**Saved entries**
══════

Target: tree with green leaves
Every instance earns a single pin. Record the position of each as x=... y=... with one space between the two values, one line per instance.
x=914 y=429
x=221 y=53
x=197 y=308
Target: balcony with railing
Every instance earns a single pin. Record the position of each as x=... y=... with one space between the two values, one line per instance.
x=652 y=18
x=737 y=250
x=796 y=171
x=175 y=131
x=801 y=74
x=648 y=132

══════

**Exercise directions**
What number of lines above include the string "Target"? State it and nothing else.

**Solution below**
2